SHORT PROBLEM: Identify each row below that contains the word "jacket" and copy those rows in full. Matching is case-sensitive, so a row counts only if the word appears with exactly that capitalization.

===============

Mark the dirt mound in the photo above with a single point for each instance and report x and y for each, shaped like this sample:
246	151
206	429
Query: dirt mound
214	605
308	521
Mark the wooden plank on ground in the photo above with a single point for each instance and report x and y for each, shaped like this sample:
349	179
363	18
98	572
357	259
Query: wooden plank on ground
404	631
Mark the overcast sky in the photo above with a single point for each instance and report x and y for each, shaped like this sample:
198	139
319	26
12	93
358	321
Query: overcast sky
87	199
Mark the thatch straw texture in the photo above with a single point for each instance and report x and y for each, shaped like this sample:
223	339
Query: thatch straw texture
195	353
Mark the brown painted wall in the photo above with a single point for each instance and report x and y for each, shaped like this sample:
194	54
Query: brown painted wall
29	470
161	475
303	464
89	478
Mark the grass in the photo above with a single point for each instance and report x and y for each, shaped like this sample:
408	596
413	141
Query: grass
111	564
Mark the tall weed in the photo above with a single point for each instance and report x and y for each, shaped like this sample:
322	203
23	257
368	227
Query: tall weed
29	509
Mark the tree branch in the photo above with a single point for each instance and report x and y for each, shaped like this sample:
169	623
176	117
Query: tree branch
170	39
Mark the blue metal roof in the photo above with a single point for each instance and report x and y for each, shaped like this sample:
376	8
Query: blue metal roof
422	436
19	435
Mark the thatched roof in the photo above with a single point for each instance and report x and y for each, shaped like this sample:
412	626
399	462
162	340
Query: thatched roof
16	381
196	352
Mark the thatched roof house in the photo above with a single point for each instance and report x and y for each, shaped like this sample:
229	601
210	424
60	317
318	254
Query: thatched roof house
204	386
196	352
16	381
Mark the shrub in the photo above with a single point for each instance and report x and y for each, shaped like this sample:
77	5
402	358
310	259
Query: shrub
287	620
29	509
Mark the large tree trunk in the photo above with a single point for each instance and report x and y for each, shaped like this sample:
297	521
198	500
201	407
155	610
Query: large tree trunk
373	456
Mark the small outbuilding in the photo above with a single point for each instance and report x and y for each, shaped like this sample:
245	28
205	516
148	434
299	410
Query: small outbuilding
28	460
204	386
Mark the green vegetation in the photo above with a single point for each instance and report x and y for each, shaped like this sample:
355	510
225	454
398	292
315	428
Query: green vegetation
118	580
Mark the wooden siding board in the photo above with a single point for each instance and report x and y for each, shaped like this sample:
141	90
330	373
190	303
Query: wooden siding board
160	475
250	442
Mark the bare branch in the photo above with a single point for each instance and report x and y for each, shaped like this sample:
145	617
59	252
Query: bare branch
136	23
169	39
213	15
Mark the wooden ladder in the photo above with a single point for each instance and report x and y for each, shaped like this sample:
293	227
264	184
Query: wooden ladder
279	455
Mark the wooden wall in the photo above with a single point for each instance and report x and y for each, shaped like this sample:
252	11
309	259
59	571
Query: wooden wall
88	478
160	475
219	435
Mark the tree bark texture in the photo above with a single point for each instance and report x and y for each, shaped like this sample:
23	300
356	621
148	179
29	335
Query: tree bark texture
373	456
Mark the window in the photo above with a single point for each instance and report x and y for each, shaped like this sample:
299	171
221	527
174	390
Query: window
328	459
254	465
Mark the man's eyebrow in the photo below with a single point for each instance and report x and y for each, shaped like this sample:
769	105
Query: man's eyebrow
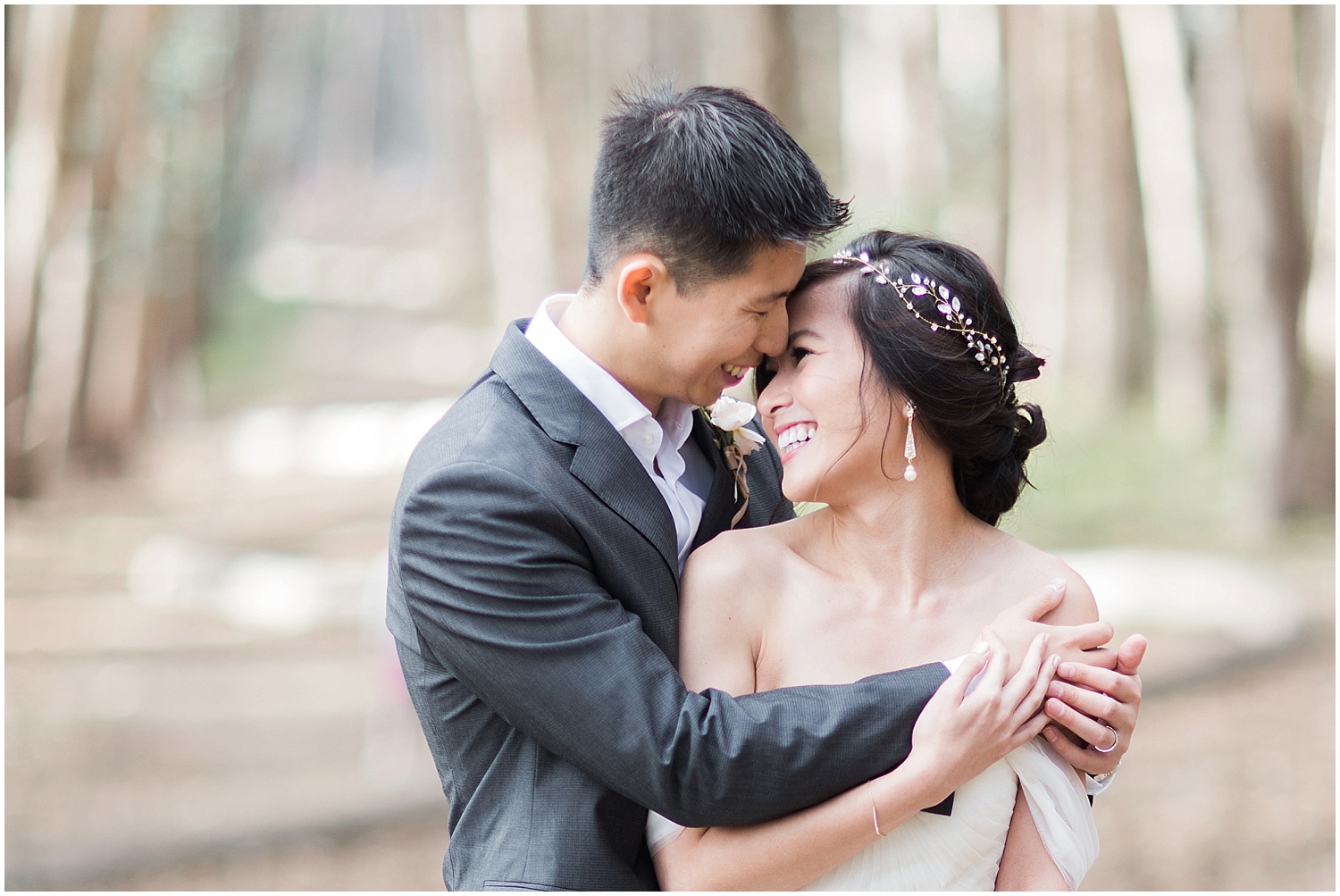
775	297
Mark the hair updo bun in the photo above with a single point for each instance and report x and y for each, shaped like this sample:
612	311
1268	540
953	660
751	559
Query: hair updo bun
970	412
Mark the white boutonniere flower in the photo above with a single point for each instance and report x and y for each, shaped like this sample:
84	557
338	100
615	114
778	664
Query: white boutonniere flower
729	418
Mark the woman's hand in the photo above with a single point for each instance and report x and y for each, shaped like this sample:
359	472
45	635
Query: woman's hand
962	733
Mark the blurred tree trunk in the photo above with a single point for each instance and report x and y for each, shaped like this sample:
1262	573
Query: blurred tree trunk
1036	251
874	113
811	105
58	342
1106	264
739	45
353	58
565	102
129	197
31	172
1316	31
1248	160
517	206
1174	233
973	121
456	142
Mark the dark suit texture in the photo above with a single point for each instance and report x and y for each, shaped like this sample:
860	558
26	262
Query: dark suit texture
533	599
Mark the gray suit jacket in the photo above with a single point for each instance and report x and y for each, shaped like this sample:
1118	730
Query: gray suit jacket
533	599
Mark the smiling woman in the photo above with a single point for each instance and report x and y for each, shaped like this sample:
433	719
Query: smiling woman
892	405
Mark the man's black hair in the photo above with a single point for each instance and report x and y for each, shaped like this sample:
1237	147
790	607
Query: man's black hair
702	179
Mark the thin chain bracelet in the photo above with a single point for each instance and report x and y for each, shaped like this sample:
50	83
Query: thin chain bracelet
874	809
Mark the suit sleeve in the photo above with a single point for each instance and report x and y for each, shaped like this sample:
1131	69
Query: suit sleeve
501	593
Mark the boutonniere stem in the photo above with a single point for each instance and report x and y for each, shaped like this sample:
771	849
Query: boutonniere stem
728	418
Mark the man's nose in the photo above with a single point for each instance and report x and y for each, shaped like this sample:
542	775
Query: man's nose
774	398
772	338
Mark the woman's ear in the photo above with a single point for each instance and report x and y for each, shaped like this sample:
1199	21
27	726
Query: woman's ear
642	276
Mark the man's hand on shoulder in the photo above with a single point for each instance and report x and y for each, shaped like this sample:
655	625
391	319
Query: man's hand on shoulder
1101	694
1085	641
1088	692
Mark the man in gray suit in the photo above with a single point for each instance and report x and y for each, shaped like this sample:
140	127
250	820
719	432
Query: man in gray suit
543	523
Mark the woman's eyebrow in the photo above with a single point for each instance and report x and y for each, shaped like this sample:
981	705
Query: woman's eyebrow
800	334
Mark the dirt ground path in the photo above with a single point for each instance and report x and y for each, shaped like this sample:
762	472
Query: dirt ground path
1230	785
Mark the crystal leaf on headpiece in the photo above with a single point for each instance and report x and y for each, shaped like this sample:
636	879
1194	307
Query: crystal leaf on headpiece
946	303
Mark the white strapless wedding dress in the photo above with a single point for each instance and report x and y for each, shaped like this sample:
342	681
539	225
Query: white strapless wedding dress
962	850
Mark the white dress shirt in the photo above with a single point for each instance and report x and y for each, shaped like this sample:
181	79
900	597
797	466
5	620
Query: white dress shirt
661	442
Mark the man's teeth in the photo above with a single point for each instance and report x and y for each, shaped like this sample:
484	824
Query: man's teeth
796	436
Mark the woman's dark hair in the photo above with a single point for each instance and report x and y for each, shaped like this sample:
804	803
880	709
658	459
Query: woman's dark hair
702	179
965	409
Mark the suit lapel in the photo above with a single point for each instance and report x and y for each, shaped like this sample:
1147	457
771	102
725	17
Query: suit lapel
723	499
602	459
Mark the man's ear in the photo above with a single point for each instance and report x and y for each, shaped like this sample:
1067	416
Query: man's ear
642	278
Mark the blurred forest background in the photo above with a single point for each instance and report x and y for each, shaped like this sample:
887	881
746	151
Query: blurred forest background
254	252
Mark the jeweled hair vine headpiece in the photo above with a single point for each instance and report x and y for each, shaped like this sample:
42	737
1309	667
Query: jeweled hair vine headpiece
981	345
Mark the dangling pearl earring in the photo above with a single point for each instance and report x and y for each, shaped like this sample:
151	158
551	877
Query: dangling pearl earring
910	445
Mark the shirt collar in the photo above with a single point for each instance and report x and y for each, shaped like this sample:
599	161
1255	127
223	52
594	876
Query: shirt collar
610	397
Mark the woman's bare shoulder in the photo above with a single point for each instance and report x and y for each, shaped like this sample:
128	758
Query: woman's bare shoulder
740	561
1037	566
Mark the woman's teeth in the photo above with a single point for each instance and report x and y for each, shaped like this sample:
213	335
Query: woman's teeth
795	436
736	373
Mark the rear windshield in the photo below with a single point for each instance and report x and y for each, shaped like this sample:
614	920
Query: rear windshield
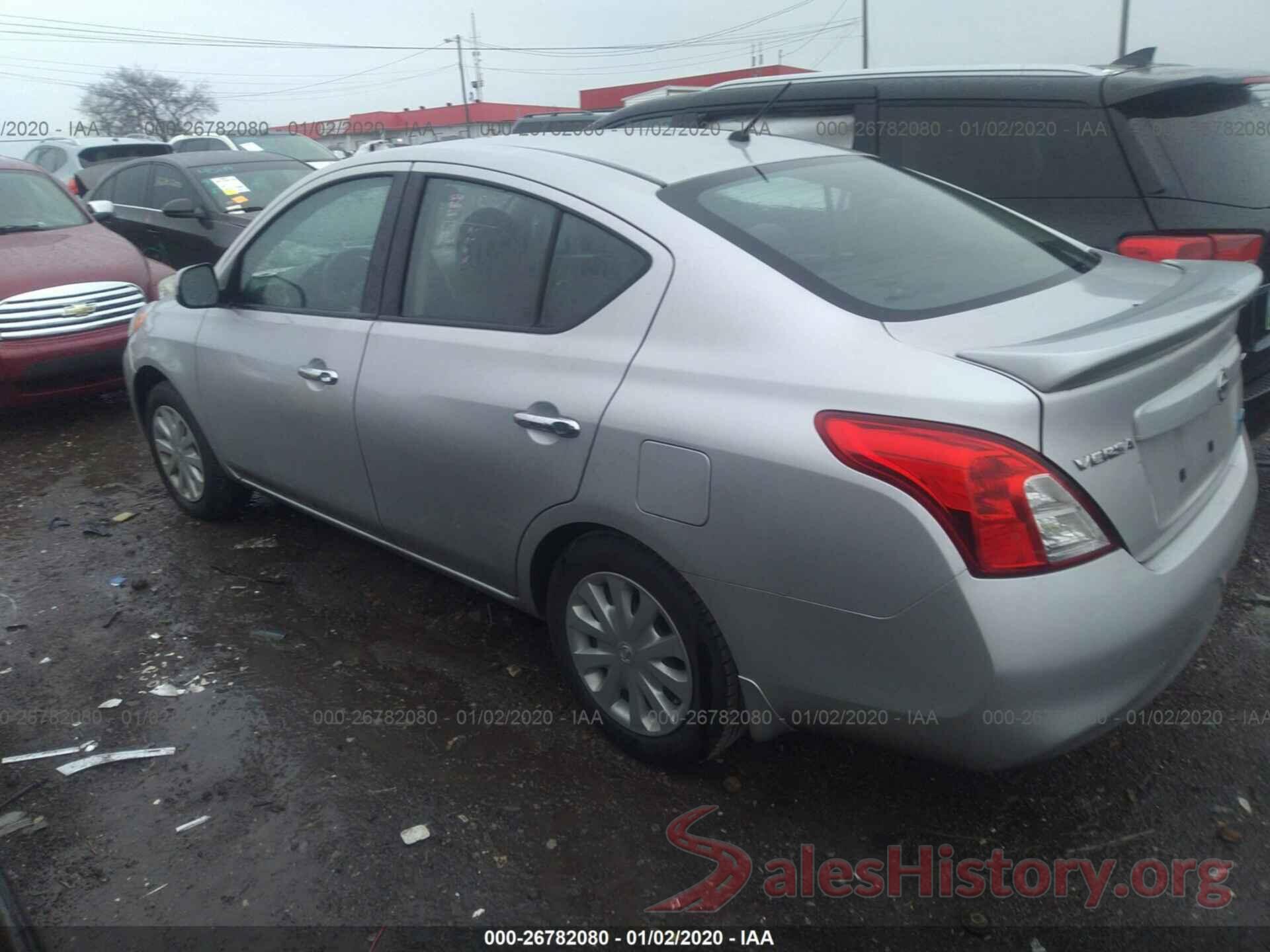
879	241
295	146
31	201
1208	143
247	187
118	153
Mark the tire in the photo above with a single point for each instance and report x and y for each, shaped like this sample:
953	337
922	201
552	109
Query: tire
693	711
168	423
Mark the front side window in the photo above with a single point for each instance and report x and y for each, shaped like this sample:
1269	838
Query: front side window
32	202
317	254
479	255
131	186
879	241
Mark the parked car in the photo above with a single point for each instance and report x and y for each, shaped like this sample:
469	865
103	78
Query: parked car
556	122
67	290
1154	161
189	207
290	145
756	427
65	158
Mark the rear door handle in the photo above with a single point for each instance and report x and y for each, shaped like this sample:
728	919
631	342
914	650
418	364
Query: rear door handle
559	426
319	375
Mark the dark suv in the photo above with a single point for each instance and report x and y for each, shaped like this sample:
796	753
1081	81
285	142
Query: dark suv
1150	160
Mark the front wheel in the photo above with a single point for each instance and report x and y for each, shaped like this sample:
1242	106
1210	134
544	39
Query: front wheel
642	651
187	465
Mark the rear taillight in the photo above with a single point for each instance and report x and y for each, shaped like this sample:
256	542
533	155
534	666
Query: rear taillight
1007	510
1217	245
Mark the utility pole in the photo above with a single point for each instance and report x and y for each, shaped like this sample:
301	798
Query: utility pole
462	81
479	84
864	31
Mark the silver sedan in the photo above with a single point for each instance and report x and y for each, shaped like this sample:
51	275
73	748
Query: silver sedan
771	434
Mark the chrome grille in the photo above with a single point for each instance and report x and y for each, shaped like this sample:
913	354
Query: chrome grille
67	309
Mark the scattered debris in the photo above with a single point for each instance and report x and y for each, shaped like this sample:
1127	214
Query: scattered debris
62	752
18	820
83	764
22	793
1228	834
413	834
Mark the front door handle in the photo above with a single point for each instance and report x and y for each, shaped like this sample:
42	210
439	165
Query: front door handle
559	426
319	375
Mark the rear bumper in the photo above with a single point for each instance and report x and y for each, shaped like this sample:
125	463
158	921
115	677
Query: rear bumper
992	673
69	365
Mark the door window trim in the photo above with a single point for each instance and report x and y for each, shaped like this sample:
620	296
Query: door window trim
403	249
374	290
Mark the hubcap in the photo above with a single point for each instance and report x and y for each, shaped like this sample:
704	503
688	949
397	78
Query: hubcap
178	454
629	654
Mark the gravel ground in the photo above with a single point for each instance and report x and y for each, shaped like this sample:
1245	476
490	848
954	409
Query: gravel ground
343	690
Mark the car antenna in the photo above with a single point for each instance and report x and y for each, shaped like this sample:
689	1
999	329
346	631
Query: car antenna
743	135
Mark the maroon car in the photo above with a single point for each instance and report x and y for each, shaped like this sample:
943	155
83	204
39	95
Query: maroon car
67	290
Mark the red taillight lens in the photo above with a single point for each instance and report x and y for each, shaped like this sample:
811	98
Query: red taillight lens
1007	510
1223	247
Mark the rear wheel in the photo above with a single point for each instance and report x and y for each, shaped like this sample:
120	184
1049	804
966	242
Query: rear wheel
187	465
642	653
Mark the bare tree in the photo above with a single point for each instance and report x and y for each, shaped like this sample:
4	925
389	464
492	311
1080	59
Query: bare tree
136	100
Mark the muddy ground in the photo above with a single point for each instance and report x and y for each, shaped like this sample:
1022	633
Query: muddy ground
341	686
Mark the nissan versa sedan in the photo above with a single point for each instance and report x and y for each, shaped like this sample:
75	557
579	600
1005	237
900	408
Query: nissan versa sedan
771	434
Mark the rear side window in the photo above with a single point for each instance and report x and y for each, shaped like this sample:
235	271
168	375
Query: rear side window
131	186
479	255
1015	151
589	267
879	241
1208	143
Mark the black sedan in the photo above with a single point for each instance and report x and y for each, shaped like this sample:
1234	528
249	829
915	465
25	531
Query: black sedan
186	208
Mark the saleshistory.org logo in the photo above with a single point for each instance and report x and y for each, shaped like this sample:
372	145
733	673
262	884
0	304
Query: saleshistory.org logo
967	877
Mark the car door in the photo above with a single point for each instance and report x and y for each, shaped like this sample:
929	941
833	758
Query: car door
512	313
179	241
278	360
131	193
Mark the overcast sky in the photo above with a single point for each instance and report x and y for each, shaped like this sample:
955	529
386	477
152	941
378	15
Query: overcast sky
41	75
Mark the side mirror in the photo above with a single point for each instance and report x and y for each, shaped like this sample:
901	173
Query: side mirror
102	211
196	285
183	208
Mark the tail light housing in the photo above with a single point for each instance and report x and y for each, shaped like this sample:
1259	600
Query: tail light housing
1006	508
1213	247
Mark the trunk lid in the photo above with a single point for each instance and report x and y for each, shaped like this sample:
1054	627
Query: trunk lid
1137	371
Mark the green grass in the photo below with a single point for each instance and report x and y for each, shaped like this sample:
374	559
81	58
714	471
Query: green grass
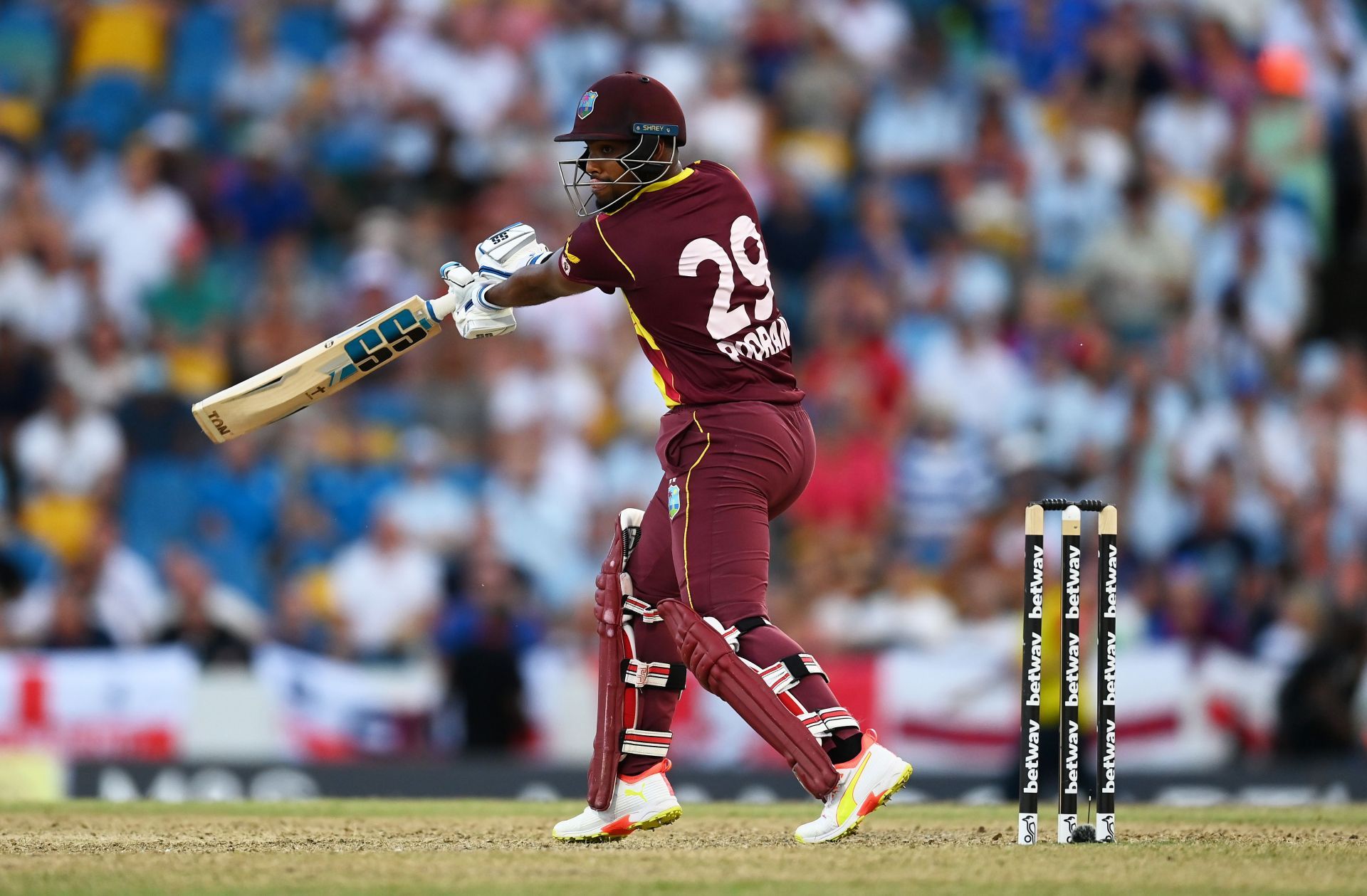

===============

ANSWER TO THIS EXERCISE:
Mark the gray suit jacket in the photo above with a single point for each instance and report x and y for each, shaped like this sample:
Query: gray suit jacket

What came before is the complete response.